---------- RECORDS SUPPLIED

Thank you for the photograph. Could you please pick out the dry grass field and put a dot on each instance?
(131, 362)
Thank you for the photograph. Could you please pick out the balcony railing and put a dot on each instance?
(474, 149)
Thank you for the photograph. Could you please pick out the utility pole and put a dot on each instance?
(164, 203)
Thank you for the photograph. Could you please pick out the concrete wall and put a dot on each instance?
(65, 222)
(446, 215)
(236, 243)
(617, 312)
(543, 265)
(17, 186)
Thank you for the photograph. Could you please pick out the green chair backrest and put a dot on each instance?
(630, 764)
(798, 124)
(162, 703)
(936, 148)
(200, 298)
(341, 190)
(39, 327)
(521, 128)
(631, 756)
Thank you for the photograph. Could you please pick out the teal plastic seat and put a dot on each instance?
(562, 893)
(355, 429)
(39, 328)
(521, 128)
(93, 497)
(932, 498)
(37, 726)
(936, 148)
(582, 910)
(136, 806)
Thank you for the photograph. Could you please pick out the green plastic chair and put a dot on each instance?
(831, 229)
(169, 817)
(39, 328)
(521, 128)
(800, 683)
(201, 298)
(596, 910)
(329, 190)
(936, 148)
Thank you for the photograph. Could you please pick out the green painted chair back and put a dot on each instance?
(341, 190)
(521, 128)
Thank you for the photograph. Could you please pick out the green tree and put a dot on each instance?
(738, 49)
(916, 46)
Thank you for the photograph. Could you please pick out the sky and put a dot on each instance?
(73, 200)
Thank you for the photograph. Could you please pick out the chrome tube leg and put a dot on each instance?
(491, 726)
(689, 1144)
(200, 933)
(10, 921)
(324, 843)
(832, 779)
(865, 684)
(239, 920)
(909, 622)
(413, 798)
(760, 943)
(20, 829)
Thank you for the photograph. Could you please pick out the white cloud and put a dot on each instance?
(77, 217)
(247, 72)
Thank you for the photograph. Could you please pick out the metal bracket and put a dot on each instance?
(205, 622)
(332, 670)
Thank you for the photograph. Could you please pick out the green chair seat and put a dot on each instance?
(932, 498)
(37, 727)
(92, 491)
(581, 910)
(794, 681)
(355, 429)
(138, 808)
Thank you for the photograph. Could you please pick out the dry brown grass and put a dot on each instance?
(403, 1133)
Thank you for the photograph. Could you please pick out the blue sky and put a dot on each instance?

--------------------

Every entry must be duplicated exactly as it was written.

**FINISHED EXERCISE:**
Thank you for the photograph. Could you please pick out the dry grass field and put a dot on each instance?
(131, 362)
Thank you for the photograph. Could you please pick out the balcony railing and put a dot on each instance?
(474, 149)
Thank you for the photograph. Could you please pick out the utility pole and put a dot on each instance?
(164, 203)
Thank you for the photograph. Could you please pick out the concrete wall and put a dot on each instance?
(65, 222)
(446, 215)
(236, 243)
(617, 312)
(543, 265)
(17, 186)
Thank you for the photograph. Could you please pick out the green chair backrest and put a dot on each instance?
(630, 764)
(798, 124)
(162, 703)
(936, 148)
(200, 298)
(341, 190)
(39, 327)
(521, 128)
(631, 756)
Thank you for the photograph. Could you please pick out the teal plastic seat and put a dot on each instance?
(562, 893)
(355, 429)
(39, 328)
(521, 128)
(93, 497)
(932, 498)
(37, 726)
(936, 148)
(582, 910)
(136, 806)
Thank you for the photograph. Could you please pick out the green plastic chair and put a dot on each instance?
(831, 229)
(169, 817)
(39, 328)
(521, 128)
(800, 683)
(201, 298)
(596, 910)
(329, 190)
(936, 148)
Thank you for the photograph. Could you please pick out the green painted chair back and put a dot on each instance?
(341, 190)
(521, 128)
Thank you for the photograph. Could you please pick out the green tree and put a dot on each instance?
(738, 49)
(916, 46)
Thank you for the photograph. Could you please pick out the sky and put a dot on each instance?
(73, 200)
Thank you for the photograph. Could you please pick out the chrome tube leg and put a dot on each instance?
(491, 726)
(689, 1144)
(200, 933)
(10, 921)
(324, 843)
(832, 779)
(865, 684)
(239, 920)
(909, 622)
(413, 798)
(760, 943)
(20, 829)
Thank you for the photograph. Could you please pick out the white cloud and put a dot on each instance?
(77, 217)
(247, 72)
Thank you for the photograph. Could you please pick out the metal bracket and put a dot on each instance?
(205, 622)
(332, 670)
Thank you for the photograph. Could you please pick out the green chair seat and put a dot on each instance?
(932, 498)
(37, 727)
(92, 491)
(581, 910)
(794, 681)
(355, 429)
(138, 808)
Thank you for the photograph. Could you please pick out the dry brown grass and put a dot on each instance?
(403, 1133)
Thank you for the photograph. Could you please pick out the blue sky and put a dot on each instance?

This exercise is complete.